- [Task requirements]: Reproduce each of the records below verbatim, line for line, with no changes.

-- START Supplied records --

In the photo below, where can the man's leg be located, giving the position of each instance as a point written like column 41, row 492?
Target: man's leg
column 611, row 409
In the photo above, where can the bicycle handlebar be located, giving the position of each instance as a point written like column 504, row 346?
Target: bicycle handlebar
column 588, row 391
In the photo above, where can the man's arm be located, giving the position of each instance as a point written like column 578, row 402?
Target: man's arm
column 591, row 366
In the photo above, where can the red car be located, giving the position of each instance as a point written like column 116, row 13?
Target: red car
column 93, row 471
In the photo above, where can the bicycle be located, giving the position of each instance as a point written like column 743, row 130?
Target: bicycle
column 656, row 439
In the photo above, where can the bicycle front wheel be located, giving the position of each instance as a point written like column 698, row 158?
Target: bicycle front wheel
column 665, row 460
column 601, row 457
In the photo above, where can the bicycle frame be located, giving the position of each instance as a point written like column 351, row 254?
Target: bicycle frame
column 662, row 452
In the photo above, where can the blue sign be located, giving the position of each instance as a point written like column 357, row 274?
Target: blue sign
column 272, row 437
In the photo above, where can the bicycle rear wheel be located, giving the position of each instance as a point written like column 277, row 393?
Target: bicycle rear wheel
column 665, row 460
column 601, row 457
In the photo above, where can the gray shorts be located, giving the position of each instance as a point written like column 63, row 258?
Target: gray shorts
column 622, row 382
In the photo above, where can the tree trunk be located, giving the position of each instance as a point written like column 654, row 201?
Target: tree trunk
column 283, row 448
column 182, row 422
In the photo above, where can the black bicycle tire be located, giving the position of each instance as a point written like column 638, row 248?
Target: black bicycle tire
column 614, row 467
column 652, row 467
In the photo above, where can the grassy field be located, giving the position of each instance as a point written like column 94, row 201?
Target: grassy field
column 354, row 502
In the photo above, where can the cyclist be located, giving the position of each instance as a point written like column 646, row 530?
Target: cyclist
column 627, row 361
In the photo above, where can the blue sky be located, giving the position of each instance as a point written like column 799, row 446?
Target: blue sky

-- END Supplied records --

- [Task output]:
In the photo below, where can the man's leg be located, giving the position of each instance as a point written like column 41, row 492?
Target: man's leg
column 611, row 409
In the photo above, where can the bicycle handlebar be located, giving the position of each instance as a point written like column 504, row 346?
Target: bicycle handlebar
column 588, row 391
In the photo above, where can the man's arm be located, giving the position of each instance as a point written like column 578, row 402?
Target: man's arm
column 591, row 366
In the photo above, where can the red car be located, giving the position of each instance as a point written like column 116, row 13?
Target: red car
column 93, row 471
In the photo above, where can the bicycle be located, giving the position of each instance as a point written like column 743, row 130?
Target: bicycle
column 656, row 439
In the photo above, where can the bicycle front wheel be located, giving the position of each instance as a point written like column 698, row 158?
Target: bicycle front wheel
column 665, row 460
column 601, row 457
In the photo above, where can the bicycle frame be located, giving the position of each instance as a point written like column 351, row 254?
Target: bicycle frame
column 662, row 452
In the photo above, where can the blue sign be located, giving the position of each instance as a point written like column 357, row 274?
Target: blue sign
column 272, row 437
In the photo above, where can the bicycle rear wheel be located, giving the position of each instance as a point written like column 277, row 393?
Target: bicycle rear wheel
column 665, row 460
column 601, row 457
In the photo above, where can the gray shorts be located, giving the position of each instance as a point written like column 63, row 258?
Target: gray shorts
column 622, row 382
In the photo above, where can the tree trunk be located, giving the position of each instance as a point written like column 654, row 201?
Target: tree trunk
column 283, row 448
column 182, row 422
In the photo above, where can the black bicycle tire be located, giving the position of each instance as a point written like column 638, row 248?
Target: black bicycle tire
column 614, row 467
column 652, row 467
In the photo above, where can the grassy field be located, giving the position of each instance as a point written like column 94, row 201?
Target: grassy field
column 354, row 502
In the photo above, where can the cyclist be located, giving the position of each instance as a point written like column 646, row 530?
Target: cyclist
column 627, row 361
In the photo above, where can the blue sky be located, giving the position of each instance as a point written like column 799, row 446?
Target: blue sky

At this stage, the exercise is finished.